The request: Please express every line of the items below as a JSON list of strings, one string per line, skipping blank lines. Leave the pictures out of the answer.

Given records:
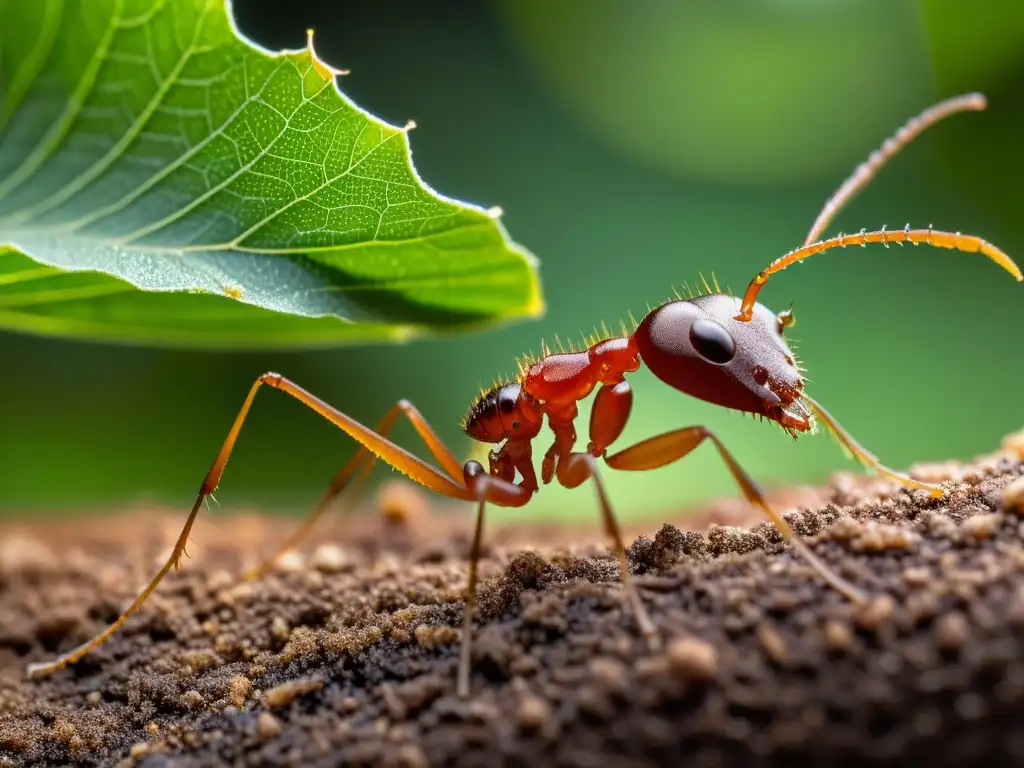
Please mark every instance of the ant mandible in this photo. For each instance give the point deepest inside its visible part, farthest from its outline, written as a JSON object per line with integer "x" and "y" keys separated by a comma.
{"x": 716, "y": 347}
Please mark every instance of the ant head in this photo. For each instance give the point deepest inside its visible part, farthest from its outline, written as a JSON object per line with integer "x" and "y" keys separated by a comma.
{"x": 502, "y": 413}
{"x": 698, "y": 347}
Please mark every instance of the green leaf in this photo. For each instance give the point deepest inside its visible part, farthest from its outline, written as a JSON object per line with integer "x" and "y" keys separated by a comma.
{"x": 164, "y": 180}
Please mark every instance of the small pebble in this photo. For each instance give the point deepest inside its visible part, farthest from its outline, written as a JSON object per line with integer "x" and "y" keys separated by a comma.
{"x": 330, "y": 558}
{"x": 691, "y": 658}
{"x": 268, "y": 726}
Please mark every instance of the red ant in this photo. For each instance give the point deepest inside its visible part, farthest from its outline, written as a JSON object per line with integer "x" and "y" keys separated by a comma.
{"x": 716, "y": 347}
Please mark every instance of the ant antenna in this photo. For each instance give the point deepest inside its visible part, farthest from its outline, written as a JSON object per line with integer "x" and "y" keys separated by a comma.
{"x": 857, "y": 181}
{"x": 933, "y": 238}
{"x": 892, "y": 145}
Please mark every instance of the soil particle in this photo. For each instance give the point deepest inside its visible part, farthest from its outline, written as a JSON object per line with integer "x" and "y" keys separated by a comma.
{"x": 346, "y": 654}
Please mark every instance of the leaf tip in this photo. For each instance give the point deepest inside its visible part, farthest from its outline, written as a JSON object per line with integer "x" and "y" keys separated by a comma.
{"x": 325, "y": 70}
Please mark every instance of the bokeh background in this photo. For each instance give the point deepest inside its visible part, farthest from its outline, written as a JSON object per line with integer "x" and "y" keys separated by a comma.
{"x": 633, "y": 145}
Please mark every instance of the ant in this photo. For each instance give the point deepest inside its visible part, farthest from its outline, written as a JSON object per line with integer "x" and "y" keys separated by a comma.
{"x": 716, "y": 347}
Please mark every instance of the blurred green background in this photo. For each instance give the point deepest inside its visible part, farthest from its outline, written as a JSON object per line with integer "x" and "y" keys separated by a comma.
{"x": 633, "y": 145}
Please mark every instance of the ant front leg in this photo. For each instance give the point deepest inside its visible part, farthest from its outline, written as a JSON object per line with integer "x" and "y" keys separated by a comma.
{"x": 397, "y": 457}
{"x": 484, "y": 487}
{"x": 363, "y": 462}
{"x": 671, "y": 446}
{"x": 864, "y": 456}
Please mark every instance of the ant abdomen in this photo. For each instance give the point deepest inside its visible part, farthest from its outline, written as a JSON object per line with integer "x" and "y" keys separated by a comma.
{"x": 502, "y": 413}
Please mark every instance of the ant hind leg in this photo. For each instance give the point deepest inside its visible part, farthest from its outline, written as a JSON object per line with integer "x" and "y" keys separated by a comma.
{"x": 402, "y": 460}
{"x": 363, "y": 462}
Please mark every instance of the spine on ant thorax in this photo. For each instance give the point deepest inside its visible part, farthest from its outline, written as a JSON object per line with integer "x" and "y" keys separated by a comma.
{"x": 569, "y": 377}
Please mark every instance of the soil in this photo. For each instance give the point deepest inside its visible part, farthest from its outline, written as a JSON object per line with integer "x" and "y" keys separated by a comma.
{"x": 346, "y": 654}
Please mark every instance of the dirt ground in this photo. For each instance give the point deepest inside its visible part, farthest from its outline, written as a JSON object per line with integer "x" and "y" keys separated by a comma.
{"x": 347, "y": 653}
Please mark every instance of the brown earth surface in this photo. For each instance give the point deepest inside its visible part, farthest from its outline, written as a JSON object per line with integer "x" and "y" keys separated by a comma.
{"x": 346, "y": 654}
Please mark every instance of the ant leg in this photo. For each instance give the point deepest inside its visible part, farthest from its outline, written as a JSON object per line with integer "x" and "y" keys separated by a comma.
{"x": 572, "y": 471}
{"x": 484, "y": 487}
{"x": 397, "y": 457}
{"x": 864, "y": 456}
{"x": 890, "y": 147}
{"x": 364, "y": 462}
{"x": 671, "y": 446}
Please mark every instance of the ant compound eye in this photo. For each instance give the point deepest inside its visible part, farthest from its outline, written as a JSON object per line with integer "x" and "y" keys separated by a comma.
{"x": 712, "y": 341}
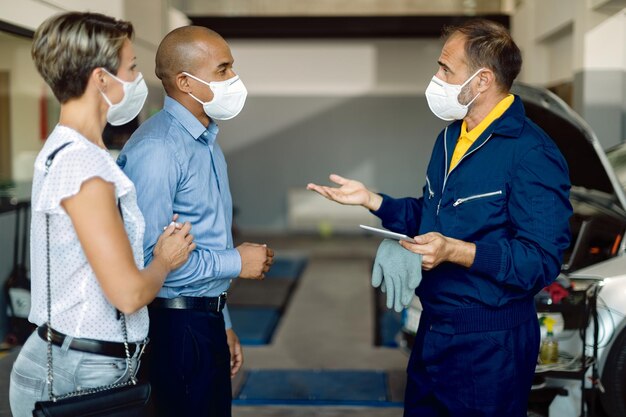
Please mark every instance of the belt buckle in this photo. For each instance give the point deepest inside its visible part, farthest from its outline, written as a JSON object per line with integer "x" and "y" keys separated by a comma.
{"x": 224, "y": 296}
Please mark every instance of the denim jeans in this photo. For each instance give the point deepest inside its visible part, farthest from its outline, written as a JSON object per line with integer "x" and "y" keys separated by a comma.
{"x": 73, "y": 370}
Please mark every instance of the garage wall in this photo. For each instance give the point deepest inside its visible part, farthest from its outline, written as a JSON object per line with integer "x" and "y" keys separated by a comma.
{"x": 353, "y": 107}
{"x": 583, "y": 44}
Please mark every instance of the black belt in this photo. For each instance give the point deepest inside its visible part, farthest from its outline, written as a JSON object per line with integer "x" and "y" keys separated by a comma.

Written response:
[
  "Please mark every instance of the ant mandible in this photo. For each instance give the point deepest inside its visible part, farthest from its outline, written as a JSON object per line with integer \"x\" and \"y\" keys separated by a comma.",
  "{\"x\": 716, \"y\": 347}",
  "Please mark every instance of the ant head in this photo. For each instance give the point deepest inside its visible part, farthest from its outline, written as a JSON object per line with integer \"x\" and \"y\" keys separated by a comma.",
  "{\"x\": 502, \"y\": 413}",
  "{\"x\": 698, \"y\": 347}",
  "Please mark every instance of the green leaf in this photo. For each instance give the point deepest inside its visible part, farthest from its outline, written as a JSON object per line with integer \"x\" and \"y\" keys separated by a comma.",
  "{\"x\": 164, \"y\": 180}",
  "Please mark every instance of the small pebble in this photo. For each instance give the point deepest inside its visible part, farthest from its outline, written as a JSON object per line with integer \"x\" and \"y\" keys separated by a comma.",
  "{\"x\": 330, \"y\": 558}",
  "{\"x\": 691, \"y\": 658}",
  "{\"x\": 268, \"y\": 726}",
  "Please mark every instance of the red ant in this photo. For each instance give the point deepest inside its visible part, farthest from its outline, written as a JSON object per line with integer \"x\" and \"y\" keys separated by a comma.",
  "{\"x\": 716, \"y\": 347}",
  "Please mark every instance of the ant antenna in this photo. For each instance give the point deepest inside its visible part, farthest from its outline, written as a JSON object per line with integer \"x\" and \"y\" keys separated by a comma.",
  "{\"x\": 857, \"y\": 181}",
  "{\"x\": 933, \"y\": 238}",
  "{\"x\": 892, \"y\": 145}",
  "Please mark every instance of the soil particle in this photo. For each instance give the point deepest inside its visible part, farthest from its outline, written as a JSON object per line with integer \"x\" and \"y\" keys separated by a comma.",
  "{\"x\": 346, \"y\": 654}",
  "Please mark every instance of the leaf tip in this photo. For each instance give the point deepest inside its visible part, farthest from its outline, written as a JSON object per line with integer \"x\" and \"y\" keys separated by a comma.",
  "{\"x\": 325, \"y\": 70}",
  "Please mark every instance of the bokeh background in this photo. For each instance give the point deepest inside its visible part, farthest from its outline, written as a JSON object per line with integer \"x\" and \"y\" keys separated by a comma.",
  "{\"x\": 633, \"y\": 145}",
  "Please mark every instance of the ant in this photo. For each instance give the point deepest inside its visible part, farthest from its outline, written as a JSON object per line with integer \"x\" and \"y\" keys separated by a comma.",
  "{\"x\": 716, \"y\": 347}",
  "Please mark every instance of the blurred green background in this photo. For each instance give the point deepest inside its visible part, farthest from its outline, written as a JSON object per line with integer \"x\" and \"y\" keys separated by a comma.",
  "{\"x\": 633, \"y\": 145}",
  "Please mark every instance of the ant front leg in this photo. For each instance give the point deepest inside its visible part, farthest from its outline, written as a JSON object per line with integer \"x\" and \"y\" keys separated by a comma.",
  "{\"x\": 397, \"y\": 457}",
  "{\"x\": 484, \"y\": 487}",
  "{\"x\": 363, \"y\": 462}",
  "{\"x\": 671, \"y\": 446}",
  "{\"x\": 864, \"y\": 456}",
  "Please mark every instance of the ant abdomen in this photo. For each instance give the point deepest inside its visible part, farthest from its outline, written as a JSON object per line with integer \"x\" and \"y\" keys separated by a comma.",
  "{\"x\": 502, \"y\": 413}",
  "Please mark every instance of the ant hind leg in this photo. For each instance give the point deepest inside its visible part, farthest from its outline, written as a JSON object per line with integer \"x\" and \"y\" keys separated by a comma.",
  "{\"x\": 402, \"y\": 460}",
  "{\"x\": 363, \"y\": 462}",
  "Please mark every instance of the spine on ant thorax in this photo. For each instance give the point deepest inside its visible part, farthest from its outline, written as a JSON object per line with integer \"x\" and \"y\" keys separated by a comma.",
  "{\"x\": 569, \"y\": 377}",
  "Please mark every instance of the soil in this photo. For each instance give the point deepest inside its visible part, farthest from its outline, written as a JSON object per line with integer \"x\" and \"y\" keys separated by a comma.",
  "{\"x\": 346, \"y\": 654}",
  "Please mark every instance of the dirt ground in this photo. For each instance give the point deepest inside its visible part, farthest from its outline, written as a JSON object per line with integer \"x\" and \"y\" keys separated by a comma.",
  "{\"x\": 347, \"y\": 653}",
  "Please mark every instance of the brown earth surface in this photo. For each instance give the point deepest inside its visible part, farthest from its outline, written as a JSON object per line with integer \"x\" and \"y\" keys separated by a comma.",
  "{\"x\": 346, \"y\": 654}",
  "Please mark every instance of the ant leg in this photo. For each instance give the point deepest inside its visible part, farthest from its outline, written as a JSON object per line with integer \"x\" and \"y\" keys separated by a comma.",
  "{\"x\": 572, \"y\": 471}",
  "{\"x\": 484, \"y\": 487}",
  "{\"x\": 397, \"y\": 457}",
  "{\"x\": 864, \"y\": 456}",
  "{\"x\": 890, \"y\": 147}",
  "{\"x\": 364, \"y\": 462}",
  "{\"x\": 671, \"y\": 446}",
  "Please mark every instance of the ant compound eye in this photo. For each instance give the point deepest inside its visible part, farthest from its outline, written as a JSON object per line with integer \"x\" and \"y\" keys separated by a comma.",
  "{\"x\": 712, \"y\": 341}",
  "Please mark every instance of the belt buckle in this photo. For each instance give the point deepest inside its visible part, farthest from its outline, written as a JSON object per line with integer \"x\" and \"y\" keys separated by a comma.",
  "{\"x\": 224, \"y\": 296}",
  "Please mark every instance of the denim jeans in this photo. For each instance give the point deepest inside its visible part, farthest from its outline, written as a JSON object per line with integer \"x\" and \"y\" keys separated by a comma.",
  "{\"x\": 73, \"y\": 370}",
  "Please mark every instance of the garage wall in this photo. For each instance give the point deepest inside its visible part, farthest from its outline, written as a JSON object per line with integer \"x\" and \"y\" keys separated by a comma.",
  "{\"x\": 353, \"y\": 107}",
  "{\"x\": 583, \"y\": 44}",
  "Please mark every instance of the black belt in this photo. For each instance give the point deepest inside its visible part, farthest from its outline, written as a JSON object per line with integer \"x\" and \"y\" keys separated by a comma."
]